## [Problem description]
In the listing below, locate every line containing the string "Mark", matching case exactly, and copy each such line in full.

## [Excerpted records]
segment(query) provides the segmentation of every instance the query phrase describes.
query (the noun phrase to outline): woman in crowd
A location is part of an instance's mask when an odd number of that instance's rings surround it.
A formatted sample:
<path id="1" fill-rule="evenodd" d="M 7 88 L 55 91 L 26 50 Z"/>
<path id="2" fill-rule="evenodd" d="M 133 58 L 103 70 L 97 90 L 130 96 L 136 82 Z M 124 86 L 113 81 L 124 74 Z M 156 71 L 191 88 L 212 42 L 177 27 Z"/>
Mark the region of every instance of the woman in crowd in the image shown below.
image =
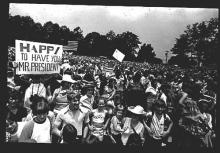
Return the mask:
<path id="1" fill-rule="evenodd" d="M 162 147 L 163 142 L 166 142 L 173 122 L 170 117 L 165 113 L 166 104 L 163 100 L 157 99 L 153 104 L 152 112 L 146 115 L 143 122 L 147 131 L 147 137 L 144 144 L 146 149 L 159 149 Z"/>
<path id="2" fill-rule="evenodd" d="M 18 91 L 13 90 L 9 96 L 9 103 L 7 105 L 7 119 L 15 122 L 23 121 L 27 116 L 27 109 L 20 106 L 21 95 Z"/>
<path id="3" fill-rule="evenodd" d="M 64 74 L 62 80 L 58 80 L 61 85 L 57 88 L 54 93 L 50 103 L 55 105 L 54 113 L 57 114 L 61 109 L 66 107 L 69 103 L 67 100 L 67 94 L 71 91 L 71 85 L 76 83 L 75 80 L 72 79 L 71 75 Z"/>
<path id="4" fill-rule="evenodd" d="M 90 113 L 90 123 L 87 126 L 89 133 L 86 142 L 88 144 L 102 143 L 108 122 L 109 117 L 105 110 L 105 101 L 104 98 L 100 97 L 98 108 Z"/>
<path id="5" fill-rule="evenodd" d="M 112 117 L 110 124 L 111 135 L 117 145 L 122 145 L 121 134 L 127 130 L 123 129 L 123 123 L 125 122 L 124 109 L 123 105 L 117 105 L 115 115 Z"/>
<path id="6" fill-rule="evenodd" d="M 24 97 L 24 107 L 30 111 L 30 97 L 31 95 L 39 95 L 41 97 L 46 98 L 46 88 L 44 84 L 42 83 L 41 75 L 31 75 L 31 84 L 25 91 L 25 97 Z"/>
<path id="7" fill-rule="evenodd" d="M 51 143 L 52 123 L 47 117 L 49 111 L 47 99 L 35 95 L 31 109 L 35 117 L 25 123 L 19 142 Z"/>
<path id="8" fill-rule="evenodd" d="M 128 107 L 129 117 L 125 118 L 121 140 L 123 145 L 127 146 L 142 146 L 144 143 L 144 125 L 141 123 L 142 117 L 146 112 L 143 107 L 130 106 Z M 135 135 L 135 136 L 131 136 Z"/>

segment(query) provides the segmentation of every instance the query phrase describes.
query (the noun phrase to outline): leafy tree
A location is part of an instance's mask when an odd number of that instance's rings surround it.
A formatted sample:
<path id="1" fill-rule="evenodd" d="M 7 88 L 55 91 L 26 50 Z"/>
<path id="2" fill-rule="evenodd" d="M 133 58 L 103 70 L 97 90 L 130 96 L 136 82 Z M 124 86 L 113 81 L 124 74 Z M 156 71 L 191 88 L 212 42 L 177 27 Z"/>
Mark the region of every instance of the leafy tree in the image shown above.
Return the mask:
<path id="1" fill-rule="evenodd" d="M 217 62 L 218 44 L 218 18 L 211 18 L 209 21 L 188 25 L 184 34 L 176 39 L 174 47 L 171 49 L 173 54 L 196 56 L 199 63 L 205 65 Z M 190 53 L 190 54 L 189 54 Z"/>
<path id="2" fill-rule="evenodd" d="M 140 62 L 152 62 L 152 59 L 156 57 L 155 52 L 153 52 L 153 47 L 151 44 L 143 44 L 138 52 L 137 60 Z"/>
<path id="3" fill-rule="evenodd" d="M 116 48 L 125 54 L 125 60 L 135 60 L 135 50 L 138 48 L 138 44 L 141 43 L 137 35 L 129 31 L 123 32 L 116 36 L 115 43 Z"/>

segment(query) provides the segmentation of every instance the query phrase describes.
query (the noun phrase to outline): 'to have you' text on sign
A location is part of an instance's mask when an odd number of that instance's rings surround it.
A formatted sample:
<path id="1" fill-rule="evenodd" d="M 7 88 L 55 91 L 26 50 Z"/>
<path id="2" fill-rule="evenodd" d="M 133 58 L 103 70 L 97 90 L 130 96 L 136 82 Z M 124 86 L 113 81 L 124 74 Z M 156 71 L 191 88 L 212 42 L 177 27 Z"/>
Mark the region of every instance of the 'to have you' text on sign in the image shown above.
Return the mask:
<path id="1" fill-rule="evenodd" d="M 60 72 L 63 46 L 31 41 L 15 41 L 16 74 Z"/>

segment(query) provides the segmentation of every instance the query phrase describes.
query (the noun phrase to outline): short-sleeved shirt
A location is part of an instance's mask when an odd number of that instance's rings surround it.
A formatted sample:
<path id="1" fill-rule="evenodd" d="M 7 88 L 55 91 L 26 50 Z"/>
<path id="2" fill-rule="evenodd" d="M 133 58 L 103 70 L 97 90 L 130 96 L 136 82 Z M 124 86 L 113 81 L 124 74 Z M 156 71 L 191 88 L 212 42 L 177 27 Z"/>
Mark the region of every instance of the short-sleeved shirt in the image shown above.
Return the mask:
<path id="1" fill-rule="evenodd" d="M 55 110 L 60 111 L 61 109 L 65 108 L 69 102 L 67 100 L 67 93 L 60 88 L 57 88 L 54 93 L 53 93 L 53 98 L 54 95 L 58 93 L 58 96 L 54 99 L 55 101 Z"/>
<path id="2" fill-rule="evenodd" d="M 163 114 L 162 117 L 158 119 L 156 114 L 152 112 L 149 112 L 146 117 L 147 119 L 152 118 L 150 123 L 150 129 L 152 130 L 151 136 L 154 139 L 161 139 L 165 131 L 165 120 L 171 122 L 170 117 L 167 114 Z"/>
<path id="3" fill-rule="evenodd" d="M 89 122 L 89 114 L 81 109 L 73 112 L 69 109 L 69 106 L 67 106 L 58 113 L 54 124 L 59 126 L 62 122 L 63 127 L 66 124 L 72 124 L 77 129 L 77 135 L 82 136 L 83 123 Z"/>

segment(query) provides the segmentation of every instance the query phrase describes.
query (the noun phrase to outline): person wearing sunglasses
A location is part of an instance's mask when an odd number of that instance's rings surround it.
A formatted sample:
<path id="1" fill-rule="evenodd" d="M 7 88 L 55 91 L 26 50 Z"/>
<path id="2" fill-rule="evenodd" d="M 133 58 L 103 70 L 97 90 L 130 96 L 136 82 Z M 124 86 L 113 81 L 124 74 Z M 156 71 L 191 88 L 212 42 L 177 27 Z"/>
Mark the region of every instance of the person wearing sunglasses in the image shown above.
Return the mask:
<path id="1" fill-rule="evenodd" d="M 88 112 L 85 112 L 81 109 L 79 99 L 79 94 L 68 94 L 67 99 L 69 102 L 69 105 L 65 108 L 63 108 L 57 115 L 55 122 L 54 122 L 54 128 L 53 128 L 53 134 L 59 136 L 62 141 L 62 131 L 65 125 L 71 124 L 73 125 L 77 130 L 77 137 L 76 140 L 78 143 L 81 142 L 82 134 L 83 134 L 83 127 L 88 124 L 89 122 L 89 114 Z M 61 126 L 61 130 L 59 130 L 59 127 Z"/>
<path id="2" fill-rule="evenodd" d="M 109 115 L 105 109 L 105 100 L 103 97 L 99 98 L 98 108 L 90 112 L 89 119 L 90 122 L 85 127 L 84 133 L 84 138 L 87 137 L 87 144 L 102 143 L 109 122 Z"/>
<path id="3" fill-rule="evenodd" d="M 52 123 L 47 117 L 49 112 L 47 99 L 35 95 L 31 109 L 34 118 L 25 123 L 18 141 L 23 143 L 51 143 Z"/>

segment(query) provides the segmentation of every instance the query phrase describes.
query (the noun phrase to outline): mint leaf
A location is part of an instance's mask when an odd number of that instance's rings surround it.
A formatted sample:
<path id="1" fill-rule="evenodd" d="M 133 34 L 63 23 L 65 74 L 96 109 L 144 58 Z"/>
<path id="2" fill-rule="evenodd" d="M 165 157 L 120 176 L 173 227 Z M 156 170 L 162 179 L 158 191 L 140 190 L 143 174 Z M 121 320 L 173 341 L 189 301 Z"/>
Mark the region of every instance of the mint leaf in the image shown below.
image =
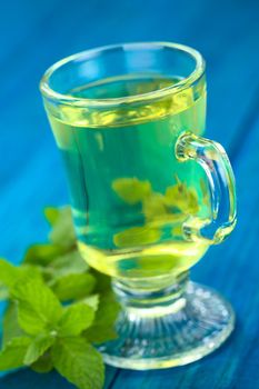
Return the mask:
<path id="1" fill-rule="evenodd" d="M 151 184 L 148 180 L 140 181 L 137 178 L 118 178 L 112 181 L 112 189 L 128 205 L 143 201 L 151 193 Z"/>
<path id="2" fill-rule="evenodd" d="M 23 366 L 23 359 L 31 340 L 28 337 L 13 338 L 0 352 L 0 370 L 17 369 Z"/>
<path id="3" fill-rule="evenodd" d="M 94 292 L 106 292 L 110 291 L 111 289 L 111 278 L 109 276 L 106 276 L 94 269 L 91 269 L 91 273 L 93 275 L 96 279 L 96 287 Z"/>
<path id="4" fill-rule="evenodd" d="M 52 243 L 64 248 L 76 246 L 76 235 L 70 207 L 63 207 L 59 209 L 59 216 L 54 220 L 52 231 L 49 235 L 49 239 Z"/>
<path id="5" fill-rule="evenodd" d="M 4 286 L 9 287 L 13 283 L 13 280 L 18 277 L 18 268 L 9 263 L 6 259 L 0 259 L 0 281 Z"/>
<path id="6" fill-rule="evenodd" d="M 7 300 L 9 298 L 9 290 L 3 283 L 0 283 L 0 300 Z"/>
<path id="7" fill-rule="evenodd" d="M 63 338 L 52 347 L 54 368 L 79 389 L 101 389 L 104 366 L 100 353 L 83 338 Z"/>
<path id="8" fill-rule="evenodd" d="M 31 246 L 24 256 L 26 263 L 47 266 L 52 260 L 62 255 L 64 249 L 57 245 L 33 245 Z"/>
<path id="9" fill-rule="evenodd" d="M 28 265 L 16 267 L 7 260 L 0 259 L 0 283 L 3 297 L 4 295 L 9 296 L 8 290 L 4 287 L 10 288 L 18 280 L 26 280 L 28 278 L 41 278 L 40 271 Z"/>
<path id="10" fill-rule="evenodd" d="M 59 300 L 40 280 L 18 282 L 11 297 L 18 301 L 18 322 L 29 335 L 53 330 L 62 316 Z"/>
<path id="11" fill-rule="evenodd" d="M 6 346 L 13 338 L 22 337 L 24 332 L 18 323 L 18 308 L 10 301 L 2 320 L 2 345 Z"/>
<path id="12" fill-rule="evenodd" d="M 44 217 L 50 223 L 50 226 L 53 226 L 57 222 L 59 215 L 60 215 L 59 208 L 47 207 L 44 209 Z"/>
<path id="13" fill-rule="evenodd" d="M 119 315 L 120 305 L 112 292 L 101 296 L 96 318 L 83 336 L 93 343 L 102 343 L 116 339 L 114 321 Z"/>
<path id="14" fill-rule="evenodd" d="M 78 302 L 64 308 L 59 321 L 59 336 L 72 337 L 80 335 L 91 326 L 94 319 L 94 310 L 83 302 Z"/>
<path id="15" fill-rule="evenodd" d="M 81 300 L 81 302 L 86 303 L 87 306 L 91 307 L 93 311 L 96 312 L 99 306 L 100 297 L 99 295 L 91 295 L 89 297 L 86 297 Z"/>
<path id="16" fill-rule="evenodd" d="M 40 335 L 33 339 L 27 349 L 24 365 L 36 362 L 54 342 L 54 337 L 49 333 Z"/>
<path id="17" fill-rule="evenodd" d="M 49 372 L 53 369 L 53 362 L 50 356 L 50 351 L 47 351 L 41 356 L 30 368 L 36 372 Z"/>
<path id="18" fill-rule="evenodd" d="M 81 299 L 93 290 L 94 277 L 90 273 L 68 275 L 59 278 L 53 286 L 53 292 L 61 301 Z"/>

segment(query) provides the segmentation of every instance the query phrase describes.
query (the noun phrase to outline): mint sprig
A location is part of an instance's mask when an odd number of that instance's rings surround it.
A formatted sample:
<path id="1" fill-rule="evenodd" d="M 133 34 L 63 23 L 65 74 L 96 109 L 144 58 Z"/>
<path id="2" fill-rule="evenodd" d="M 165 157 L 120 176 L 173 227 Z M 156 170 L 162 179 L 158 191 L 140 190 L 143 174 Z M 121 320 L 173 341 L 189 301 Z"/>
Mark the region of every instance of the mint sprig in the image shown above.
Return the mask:
<path id="1" fill-rule="evenodd" d="M 0 370 L 59 371 L 79 389 L 101 389 L 104 367 L 96 343 L 117 337 L 119 305 L 110 279 L 81 258 L 69 207 L 47 208 L 49 242 L 32 245 L 19 267 L 0 259 Z"/>

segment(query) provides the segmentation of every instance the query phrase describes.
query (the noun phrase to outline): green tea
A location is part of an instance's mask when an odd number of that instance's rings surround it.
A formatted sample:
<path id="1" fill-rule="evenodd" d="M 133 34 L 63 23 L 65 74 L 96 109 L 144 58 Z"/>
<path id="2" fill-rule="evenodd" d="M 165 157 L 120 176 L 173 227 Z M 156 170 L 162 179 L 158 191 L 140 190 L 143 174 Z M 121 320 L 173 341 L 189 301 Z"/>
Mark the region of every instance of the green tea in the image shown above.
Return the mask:
<path id="1" fill-rule="evenodd" d="M 205 173 L 196 162 L 180 162 L 175 154 L 180 133 L 203 132 L 205 81 L 148 99 L 148 93 L 178 81 L 145 74 L 106 79 L 69 94 L 127 96 L 130 101 L 147 93 L 147 102 L 52 108 L 50 121 L 68 172 L 79 249 L 101 272 L 131 279 L 177 276 L 208 248 L 186 240 L 182 231 L 188 218 L 199 216 L 206 222 L 209 217 Z"/>

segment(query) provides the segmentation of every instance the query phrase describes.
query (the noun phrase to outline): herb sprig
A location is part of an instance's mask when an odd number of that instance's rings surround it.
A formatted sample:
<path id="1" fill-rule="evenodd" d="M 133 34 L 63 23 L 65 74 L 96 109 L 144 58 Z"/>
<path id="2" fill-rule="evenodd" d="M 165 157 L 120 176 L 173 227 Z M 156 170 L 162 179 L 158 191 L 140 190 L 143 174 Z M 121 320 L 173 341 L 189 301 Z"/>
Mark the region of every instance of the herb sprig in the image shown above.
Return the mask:
<path id="1" fill-rule="evenodd" d="M 0 370 L 56 369 L 79 389 L 101 389 L 104 366 L 93 345 L 114 339 L 119 312 L 110 279 L 81 258 L 69 207 L 47 208 L 47 243 L 31 246 L 19 267 L 0 259 Z"/>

## [Completed task]
Mark the region of every instance of the woman in crowd in the image shown below.
Mark the region of every instance of the leafy tree in the image shown above.
Mark the region of every instance of the 'to have you' text on sign in the image shown above.
Mark the region of every instance of the short-sleeved shirt in the image shown above.
Mark the region of every instance of the person wearing sunglasses in the image shown above.
Mark the region of every instance of the mint leaf in the image shown below.
Mark the region of every instance of the mint sprig in the image shown above.
Mark the region of every instance of the green tea in the image shown above.
Mark the region of every instance of the herb sprig in the image shown above.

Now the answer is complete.